[START OF EXTRACT PROVIDED]

United States v. Studhorse, 883 F.3d 1198 (2018)

March 2, 2018 · United States Court of Appeals for the Ninth · No. 16-30299
883 F.3d 1198

UNITED STATES of America, Plaintiff-Appellee,
v.
Keith Bennett Gordon STUDHORSE II, AKA Keith Bennett Studd, AKA Keith Bennett Studhorse, Defendant-Appellant.

No. 16-30299

United States Court of Appeals, Ninth Circuit.

Submitted February 7, 2018* Seattle, Washington
Filed March 2, 2018

Matthew Campbell, Federal Defenders of Eastern Washington & Idaho, Spokane, Washington, for Defendant-Appellant.

George J.C. Jacobs III, Assistant United States Attorney; Joseph H. Harrington, United States Attorney; United States Attorney's Office, Spokane, Washington; or Plaintiff-Appellee.

Before: MILAN D. SMITH, JR. and MARY H. MURGUIA, Circuit Judges, and EDUARDO C. ROBRENO,** District Judge.

M. SMITH, Circuit Judge:

Defendant-Appellant Keith Bennett Studhorse, II, appeals (1) the district court's denial of his motion to dismiss Count 2 of the indictment, which charged him with possession of body armor by a violent felon, and (2) the district court's interpretation and application of the United States Sentencing Guidelines. He argues that the district court erred in denying his motion to dismiss and in calculating his sentence because it improperly determined that Studhorse's prior Washington State conviction for attempted first degree murder qualified as a "crime of violence." We have jurisdiction pursuant to 28 U.S.C. § 1291 and 18 U.S.C § 3742, and we affirm.

*1201FACTUAL AND PROCEDURAL BACKGROUND

On May 17, 2016, a two-count indictment was filed against Defendant-Appellant Keith Bennett Studhorse, II, charging him in one count with a violation of 18 U.S.C. §§ 922(g)(1) and 924(a)(2) (felon in possession of a firearm), and in a second count with a violation of 18 U.S.C. §§ 931(a)(1) and 924(a)(7) (violent felon in possession of body armor). Studhorse moved to dismiss Count 2 on July 8, 2016. Studhorse argued that dismissal was required because his three relevant prior convictions under Washington state law (for attempted first degree murder, second degree manslaughter, and riot with a deadly weapon) did not constitute crimes of violence as defined in 18 U.S.C. § 16. In its response, the Government argued that attempted first degree murder and riot constituted crimes of violence; it declined to address whether second-degree manslaughter was a "crime of violence" as well.

[END OF EXTRACT PROVIDED]
[START OF INFORMATION SHOWN]

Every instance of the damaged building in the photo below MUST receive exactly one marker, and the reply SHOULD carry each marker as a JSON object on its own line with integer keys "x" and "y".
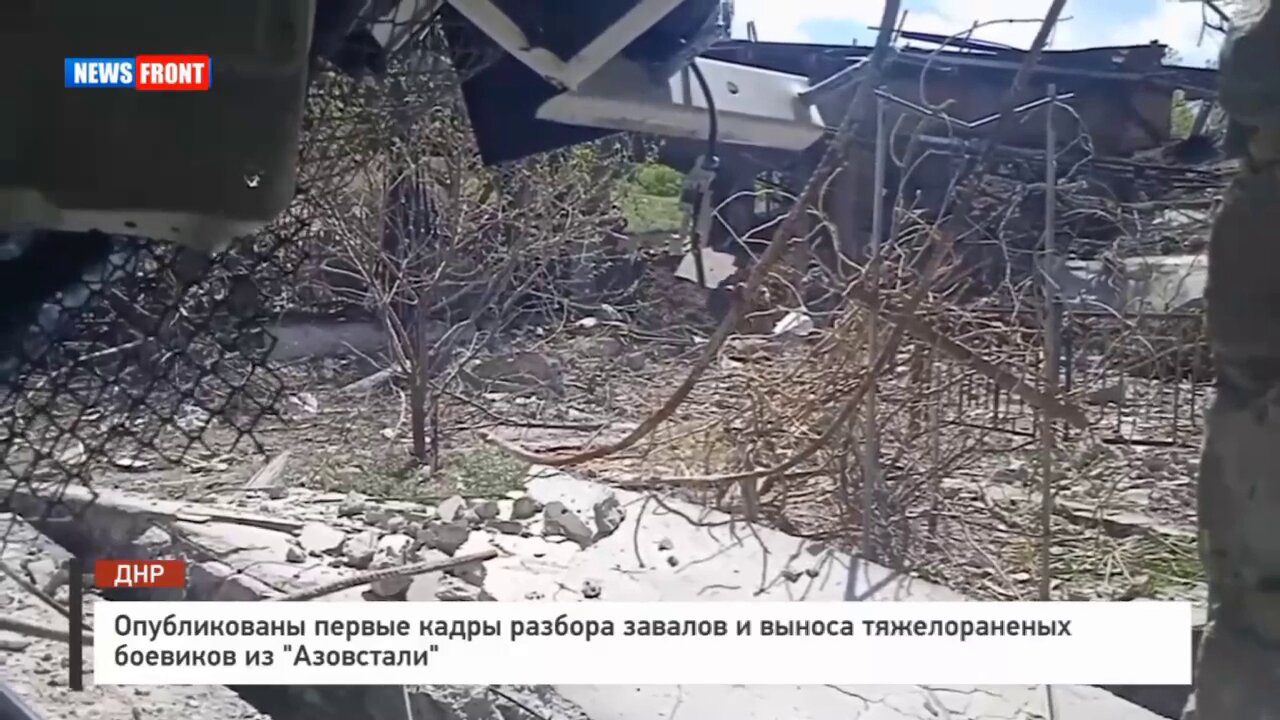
{"x": 1127, "y": 180}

[END OF INFORMATION SHOWN]

Reproduce word for word everything in the court opinion from "Defendant-Appellant Keith Bennett Studhorse, II, appeals" down to "and we affirm.".

- RESPONSE FOR THIS EXERCISE -
Defendant-Appellant Keith Bennett Studhorse, II, appeals (1) the district court's denial of his motion to dismiss Count 2 of the indictment, which charged him with possession of body armor by a violent felon, and (2) the district court's interpretation and application of the United States Sentencing Guidelines. He argues that the district court erred in denying his motion to dismiss and in calculating his sentence because it improperly determined that Studhorse's prior Washington State conviction for attempted first degree murder qualified as a "crime of violence." We have jurisdiction pursuant to 28 U.S.C. § 1291 and 18 U.S.C § 3742, and we affirm.